_WRITTEN REQUEST:_ Rewrite the part of the material that opens with the line containing "Objective — one point per instance of the wooden railing" and closes with the line containing "[[44, 82], [42, 59]]", keeping every line and leaving the wording unchanged. Offset every number in the coordinate pairs by adding 130 to it.

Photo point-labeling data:
───

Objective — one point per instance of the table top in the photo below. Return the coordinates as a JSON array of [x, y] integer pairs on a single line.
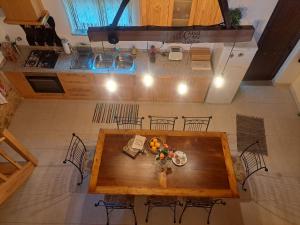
[[208, 172]]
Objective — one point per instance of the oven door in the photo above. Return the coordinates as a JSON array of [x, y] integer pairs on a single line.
[[44, 82]]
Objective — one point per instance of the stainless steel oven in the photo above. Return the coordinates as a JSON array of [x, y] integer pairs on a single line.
[[44, 82]]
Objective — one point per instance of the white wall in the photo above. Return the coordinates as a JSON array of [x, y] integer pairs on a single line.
[[295, 89], [255, 12], [290, 70]]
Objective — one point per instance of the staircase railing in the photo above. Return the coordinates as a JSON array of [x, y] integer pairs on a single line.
[[13, 173]]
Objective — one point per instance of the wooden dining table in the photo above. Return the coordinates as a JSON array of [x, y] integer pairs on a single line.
[[207, 173]]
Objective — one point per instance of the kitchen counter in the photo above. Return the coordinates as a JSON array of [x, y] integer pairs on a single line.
[[88, 84], [162, 66]]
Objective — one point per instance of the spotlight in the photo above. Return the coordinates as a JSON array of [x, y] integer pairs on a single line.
[[111, 86], [182, 88], [148, 80], [219, 81]]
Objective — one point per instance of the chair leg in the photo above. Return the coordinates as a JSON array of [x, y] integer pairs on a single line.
[[81, 179], [180, 218], [209, 213], [174, 212], [243, 185], [147, 216], [107, 216], [133, 211]]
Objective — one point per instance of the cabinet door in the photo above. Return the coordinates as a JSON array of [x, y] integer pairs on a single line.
[[205, 13], [157, 12], [21, 84], [22, 10]]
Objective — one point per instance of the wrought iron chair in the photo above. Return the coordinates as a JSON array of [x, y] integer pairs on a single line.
[[252, 160], [77, 155], [129, 122], [205, 203], [162, 123], [161, 201], [112, 202], [196, 123]]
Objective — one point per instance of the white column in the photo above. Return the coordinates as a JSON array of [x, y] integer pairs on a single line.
[[234, 65]]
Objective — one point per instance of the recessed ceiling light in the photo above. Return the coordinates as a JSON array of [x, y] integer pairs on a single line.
[[219, 81], [182, 88], [111, 85], [148, 80]]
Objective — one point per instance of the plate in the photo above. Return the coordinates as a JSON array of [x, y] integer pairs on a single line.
[[180, 158], [149, 147]]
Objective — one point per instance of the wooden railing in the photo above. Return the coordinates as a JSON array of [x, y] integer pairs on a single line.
[[12, 173]]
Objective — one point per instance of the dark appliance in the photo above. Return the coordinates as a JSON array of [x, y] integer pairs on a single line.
[[44, 82], [42, 59]]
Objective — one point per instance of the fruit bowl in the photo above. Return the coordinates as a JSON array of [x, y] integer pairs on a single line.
[[154, 144]]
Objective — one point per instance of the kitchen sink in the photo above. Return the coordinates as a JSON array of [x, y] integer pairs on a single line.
[[82, 59], [103, 61], [109, 62], [124, 61]]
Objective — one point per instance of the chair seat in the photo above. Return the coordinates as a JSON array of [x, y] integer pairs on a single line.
[[119, 199], [239, 169], [162, 200]]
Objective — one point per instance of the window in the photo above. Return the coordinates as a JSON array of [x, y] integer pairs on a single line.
[[86, 13]]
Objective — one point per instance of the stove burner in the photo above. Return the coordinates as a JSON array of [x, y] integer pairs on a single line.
[[42, 59]]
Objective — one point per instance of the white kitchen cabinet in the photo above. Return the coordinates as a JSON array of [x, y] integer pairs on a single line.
[[234, 65]]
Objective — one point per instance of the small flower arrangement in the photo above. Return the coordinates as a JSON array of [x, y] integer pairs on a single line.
[[165, 153]]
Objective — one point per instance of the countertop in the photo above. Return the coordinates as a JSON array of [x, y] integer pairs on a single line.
[[162, 66]]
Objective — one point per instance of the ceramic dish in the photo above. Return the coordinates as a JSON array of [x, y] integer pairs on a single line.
[[180, 158], [149, 147]]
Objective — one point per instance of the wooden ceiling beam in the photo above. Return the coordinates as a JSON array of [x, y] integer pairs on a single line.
[[225, 12], [189, 34]]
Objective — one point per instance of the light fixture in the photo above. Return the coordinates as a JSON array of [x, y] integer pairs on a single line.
[[182, 88], [148, 80], [219, 81], [111, 85]]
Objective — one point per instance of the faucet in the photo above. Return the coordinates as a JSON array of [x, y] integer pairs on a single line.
[[14, 44]]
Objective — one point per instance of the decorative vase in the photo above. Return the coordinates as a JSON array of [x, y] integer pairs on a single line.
[[164, 165]]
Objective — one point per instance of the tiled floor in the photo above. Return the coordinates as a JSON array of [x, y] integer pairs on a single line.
[[51, 196]]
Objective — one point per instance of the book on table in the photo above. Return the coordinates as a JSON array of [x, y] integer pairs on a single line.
[[134, 146]]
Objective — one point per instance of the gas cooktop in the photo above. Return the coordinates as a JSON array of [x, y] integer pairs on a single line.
[[42, 59]]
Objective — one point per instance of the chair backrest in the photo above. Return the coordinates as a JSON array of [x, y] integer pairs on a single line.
[[129, 122], [76, 153], [196, 123], [252, 158], [162, 122]]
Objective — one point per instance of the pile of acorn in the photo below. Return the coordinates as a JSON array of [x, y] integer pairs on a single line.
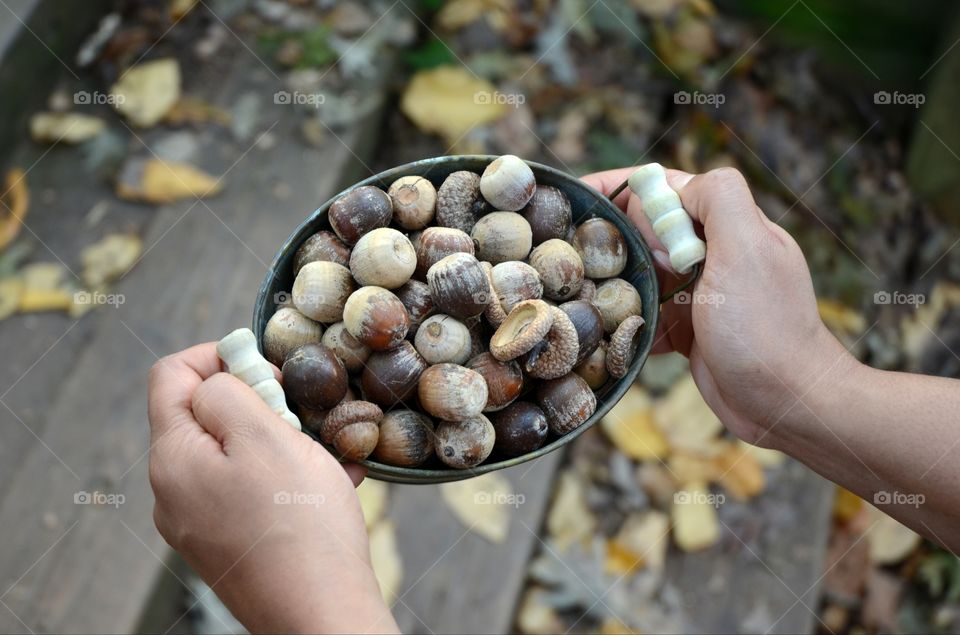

───

_RESPONSE TO THE EXERCISE:_
Objective — one point per instance of the wooden railing in the photo above. Return the coordinates as a JSON array of [x, y] integer pairs on a single line.
[[142, 303]]
Objective — one point per instance of the dark appliance in the photo above. Return the coordinates as a JSON array of [x, y] integer pairs on a single line.
[[174, 212], [172, 189]]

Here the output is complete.